*Data supplied*.
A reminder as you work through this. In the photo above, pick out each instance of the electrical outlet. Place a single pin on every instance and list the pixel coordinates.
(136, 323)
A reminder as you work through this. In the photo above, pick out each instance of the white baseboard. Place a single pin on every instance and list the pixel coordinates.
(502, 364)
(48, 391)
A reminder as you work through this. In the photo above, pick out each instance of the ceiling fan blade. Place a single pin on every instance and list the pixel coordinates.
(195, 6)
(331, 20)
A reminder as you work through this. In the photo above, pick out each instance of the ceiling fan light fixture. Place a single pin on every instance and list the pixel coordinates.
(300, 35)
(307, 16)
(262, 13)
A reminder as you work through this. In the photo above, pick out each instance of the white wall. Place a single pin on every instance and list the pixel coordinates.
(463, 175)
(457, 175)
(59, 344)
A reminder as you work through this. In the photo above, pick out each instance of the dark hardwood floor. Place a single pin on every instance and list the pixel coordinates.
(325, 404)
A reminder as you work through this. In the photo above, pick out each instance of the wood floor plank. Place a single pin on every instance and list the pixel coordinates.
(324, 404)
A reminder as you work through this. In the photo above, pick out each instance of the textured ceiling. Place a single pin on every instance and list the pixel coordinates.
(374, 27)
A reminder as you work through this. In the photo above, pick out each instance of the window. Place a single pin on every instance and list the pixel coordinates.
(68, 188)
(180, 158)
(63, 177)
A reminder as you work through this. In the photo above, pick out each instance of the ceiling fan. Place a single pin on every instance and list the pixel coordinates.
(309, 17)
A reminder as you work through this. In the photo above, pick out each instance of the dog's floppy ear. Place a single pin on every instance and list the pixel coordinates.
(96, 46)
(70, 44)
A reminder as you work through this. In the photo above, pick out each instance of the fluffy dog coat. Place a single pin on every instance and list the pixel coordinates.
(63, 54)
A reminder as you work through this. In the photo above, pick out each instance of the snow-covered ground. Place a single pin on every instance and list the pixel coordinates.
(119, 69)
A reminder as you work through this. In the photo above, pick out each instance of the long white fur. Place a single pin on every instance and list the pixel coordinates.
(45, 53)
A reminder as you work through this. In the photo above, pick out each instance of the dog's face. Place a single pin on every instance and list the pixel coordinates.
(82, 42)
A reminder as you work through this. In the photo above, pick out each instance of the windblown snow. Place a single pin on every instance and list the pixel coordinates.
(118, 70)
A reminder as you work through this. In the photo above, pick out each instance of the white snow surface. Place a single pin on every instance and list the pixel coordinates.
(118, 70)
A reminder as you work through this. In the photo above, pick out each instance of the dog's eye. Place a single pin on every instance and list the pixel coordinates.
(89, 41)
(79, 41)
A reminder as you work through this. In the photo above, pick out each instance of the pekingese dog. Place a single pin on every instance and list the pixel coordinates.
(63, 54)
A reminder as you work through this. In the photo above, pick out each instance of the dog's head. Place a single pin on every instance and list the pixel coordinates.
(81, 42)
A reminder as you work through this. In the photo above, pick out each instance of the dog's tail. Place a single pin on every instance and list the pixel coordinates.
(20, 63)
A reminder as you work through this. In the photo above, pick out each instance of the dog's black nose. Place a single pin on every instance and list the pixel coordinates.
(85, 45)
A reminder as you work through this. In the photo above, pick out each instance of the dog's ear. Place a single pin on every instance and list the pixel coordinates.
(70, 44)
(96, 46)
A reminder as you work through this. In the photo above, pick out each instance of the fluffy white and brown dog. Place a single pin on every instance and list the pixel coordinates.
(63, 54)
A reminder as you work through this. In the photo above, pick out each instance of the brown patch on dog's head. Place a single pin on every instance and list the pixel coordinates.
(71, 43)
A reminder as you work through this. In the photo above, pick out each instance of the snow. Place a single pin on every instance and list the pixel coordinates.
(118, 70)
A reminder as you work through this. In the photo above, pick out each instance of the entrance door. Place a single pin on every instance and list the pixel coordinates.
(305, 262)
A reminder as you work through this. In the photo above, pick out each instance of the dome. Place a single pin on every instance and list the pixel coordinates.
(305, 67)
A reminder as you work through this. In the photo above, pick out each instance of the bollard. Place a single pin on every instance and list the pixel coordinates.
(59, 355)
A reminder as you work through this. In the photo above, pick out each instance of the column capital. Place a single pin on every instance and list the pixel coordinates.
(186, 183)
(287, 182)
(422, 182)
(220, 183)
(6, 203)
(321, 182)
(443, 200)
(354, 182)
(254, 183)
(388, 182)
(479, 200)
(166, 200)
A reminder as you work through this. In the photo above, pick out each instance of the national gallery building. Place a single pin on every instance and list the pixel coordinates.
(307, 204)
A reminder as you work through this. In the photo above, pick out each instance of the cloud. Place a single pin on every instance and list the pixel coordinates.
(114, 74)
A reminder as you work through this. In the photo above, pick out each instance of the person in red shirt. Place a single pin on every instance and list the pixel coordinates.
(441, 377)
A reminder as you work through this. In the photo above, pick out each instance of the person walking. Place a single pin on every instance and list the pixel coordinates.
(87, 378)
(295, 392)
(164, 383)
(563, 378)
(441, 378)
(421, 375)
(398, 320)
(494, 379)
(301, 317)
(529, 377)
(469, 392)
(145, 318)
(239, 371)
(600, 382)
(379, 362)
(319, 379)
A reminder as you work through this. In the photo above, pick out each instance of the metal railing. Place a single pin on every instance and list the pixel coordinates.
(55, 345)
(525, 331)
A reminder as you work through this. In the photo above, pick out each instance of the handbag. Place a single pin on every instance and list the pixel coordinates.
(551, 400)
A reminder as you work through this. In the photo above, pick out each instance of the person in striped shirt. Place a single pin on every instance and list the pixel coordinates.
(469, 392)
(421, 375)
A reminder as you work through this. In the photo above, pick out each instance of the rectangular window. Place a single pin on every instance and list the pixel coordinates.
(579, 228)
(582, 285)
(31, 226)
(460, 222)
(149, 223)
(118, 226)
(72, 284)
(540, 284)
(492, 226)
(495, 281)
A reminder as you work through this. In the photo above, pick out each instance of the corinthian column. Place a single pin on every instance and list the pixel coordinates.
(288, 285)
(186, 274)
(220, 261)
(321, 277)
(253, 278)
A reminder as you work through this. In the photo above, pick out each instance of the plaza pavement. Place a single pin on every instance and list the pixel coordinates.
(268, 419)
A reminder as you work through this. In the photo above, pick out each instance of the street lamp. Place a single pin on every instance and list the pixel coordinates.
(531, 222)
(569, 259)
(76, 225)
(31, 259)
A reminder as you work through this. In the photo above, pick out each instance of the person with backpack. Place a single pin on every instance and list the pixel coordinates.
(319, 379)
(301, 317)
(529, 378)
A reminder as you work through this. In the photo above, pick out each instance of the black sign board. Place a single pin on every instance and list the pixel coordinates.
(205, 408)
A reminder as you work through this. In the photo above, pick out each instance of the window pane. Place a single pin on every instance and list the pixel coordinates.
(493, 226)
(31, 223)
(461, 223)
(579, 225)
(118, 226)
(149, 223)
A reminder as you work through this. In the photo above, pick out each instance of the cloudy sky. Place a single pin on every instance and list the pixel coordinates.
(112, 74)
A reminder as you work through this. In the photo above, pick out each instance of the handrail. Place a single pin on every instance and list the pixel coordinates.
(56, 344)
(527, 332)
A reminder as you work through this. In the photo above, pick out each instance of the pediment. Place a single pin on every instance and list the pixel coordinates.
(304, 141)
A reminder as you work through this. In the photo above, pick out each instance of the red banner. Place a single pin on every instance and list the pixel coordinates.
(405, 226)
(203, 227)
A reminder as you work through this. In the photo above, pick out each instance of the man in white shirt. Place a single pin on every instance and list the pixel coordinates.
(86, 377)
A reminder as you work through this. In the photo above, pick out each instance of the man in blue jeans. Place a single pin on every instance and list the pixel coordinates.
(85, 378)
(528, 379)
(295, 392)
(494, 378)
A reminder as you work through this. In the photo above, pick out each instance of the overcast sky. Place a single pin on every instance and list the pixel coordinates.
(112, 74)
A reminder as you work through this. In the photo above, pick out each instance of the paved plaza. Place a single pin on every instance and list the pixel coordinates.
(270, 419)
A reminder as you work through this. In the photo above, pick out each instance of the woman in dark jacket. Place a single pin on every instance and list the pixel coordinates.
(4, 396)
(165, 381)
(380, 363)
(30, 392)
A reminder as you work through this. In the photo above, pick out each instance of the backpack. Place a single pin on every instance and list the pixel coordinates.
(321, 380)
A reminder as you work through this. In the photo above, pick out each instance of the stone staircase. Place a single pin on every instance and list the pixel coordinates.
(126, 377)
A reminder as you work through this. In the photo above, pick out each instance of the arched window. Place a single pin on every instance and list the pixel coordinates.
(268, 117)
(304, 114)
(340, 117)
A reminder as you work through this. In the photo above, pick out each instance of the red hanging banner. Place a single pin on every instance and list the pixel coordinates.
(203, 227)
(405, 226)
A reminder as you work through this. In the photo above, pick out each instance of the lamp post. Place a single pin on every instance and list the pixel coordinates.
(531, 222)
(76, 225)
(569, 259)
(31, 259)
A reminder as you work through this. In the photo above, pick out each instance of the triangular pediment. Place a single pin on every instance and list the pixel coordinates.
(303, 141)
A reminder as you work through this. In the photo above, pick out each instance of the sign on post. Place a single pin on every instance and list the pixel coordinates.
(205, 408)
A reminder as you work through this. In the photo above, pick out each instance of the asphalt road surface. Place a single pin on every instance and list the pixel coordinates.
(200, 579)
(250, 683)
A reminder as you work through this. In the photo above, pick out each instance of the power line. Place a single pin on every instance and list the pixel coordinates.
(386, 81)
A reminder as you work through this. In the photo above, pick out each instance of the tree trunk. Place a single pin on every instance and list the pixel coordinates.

*What is being asked*.
In the listing above, take the line containing "of the stone" as the start and write out every line through the last one exactly, with nothing added.

*Answer to the problem*.
A reminder as you work through this. In the photo above, pick out each instance of the stone staircase. Place a single pin on every instance and list the pixel coordinates.
(126, 377)
A reminder as you work through this. In the photo above, pick out each instance of the arched window. Place a single pin on every instance and list the pixel coordinates.
(268, 117)
(304, 114)
(340, 117)
A reminder as you work through this. In the photo above, pick out each instance of the red hanging banner. Place a single pin on every instance and list the pixel coordinates.
(203, 227)
(405, 226)
A reminder as you work through this. In the photo above, pick out each instance of the lamp post. Place a single pin on every instance and list the pixel coordinates.
(531, 222)
(76, 225)
(569, 259)
(31, 259)
A reminder as you work through this. In the photo above, pick out each instance of the triangular pediment. Place a single pin on every instance and list the pixel coordinates.
(303, 141)
A reminder as you work through this. In the photo above, pick out each instance of the sign on post. Place a single pin on every instance and list the pixel coordinates.
(205, 408)
A reminder as you work through this. In the photo above, pick out each instance of the asphalt road surface. Place a single pin on every instance and list the pixel coordinates.
(200, 579)
(250, 683)
A reminder as you work through this. In the photo above, pick out each instance of the power line. Place a single pin on every instance and list the pixel coordinates.
(386, 81)
A reminder as you work through this. In the photo above, pick out each instance of the tree trunk. Place a single pin on every instance and list the pixel coordinates.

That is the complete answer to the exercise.